(Stored data entries)
☆ ☆ ☆ ☆ ☆
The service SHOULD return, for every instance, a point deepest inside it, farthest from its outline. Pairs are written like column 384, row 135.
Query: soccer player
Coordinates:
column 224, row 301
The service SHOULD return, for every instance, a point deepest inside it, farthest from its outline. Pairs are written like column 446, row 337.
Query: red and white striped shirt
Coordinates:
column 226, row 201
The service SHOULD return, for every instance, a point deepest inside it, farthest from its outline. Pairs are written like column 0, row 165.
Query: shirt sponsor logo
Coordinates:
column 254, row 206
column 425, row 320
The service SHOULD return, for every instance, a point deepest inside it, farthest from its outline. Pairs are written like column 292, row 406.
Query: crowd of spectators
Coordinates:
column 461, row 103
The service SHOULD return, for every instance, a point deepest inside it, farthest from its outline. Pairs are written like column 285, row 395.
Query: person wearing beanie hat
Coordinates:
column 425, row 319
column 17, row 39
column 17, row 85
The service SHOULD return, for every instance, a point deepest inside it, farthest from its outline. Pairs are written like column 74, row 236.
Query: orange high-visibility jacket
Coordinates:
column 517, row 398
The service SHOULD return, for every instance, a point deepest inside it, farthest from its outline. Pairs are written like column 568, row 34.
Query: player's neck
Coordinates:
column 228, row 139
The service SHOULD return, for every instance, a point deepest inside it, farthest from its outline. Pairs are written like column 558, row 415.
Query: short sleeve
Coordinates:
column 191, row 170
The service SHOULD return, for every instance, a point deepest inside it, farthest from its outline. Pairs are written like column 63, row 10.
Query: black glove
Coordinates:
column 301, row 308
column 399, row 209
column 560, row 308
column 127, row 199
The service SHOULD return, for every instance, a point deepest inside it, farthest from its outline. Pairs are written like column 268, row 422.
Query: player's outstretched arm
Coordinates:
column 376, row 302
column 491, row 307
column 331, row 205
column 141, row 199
☆ ☆ ☆ ☆ ☆
Line by line, check the data above for the word "Query" and state how many lines contain it. Give only the number.

Worked solution
10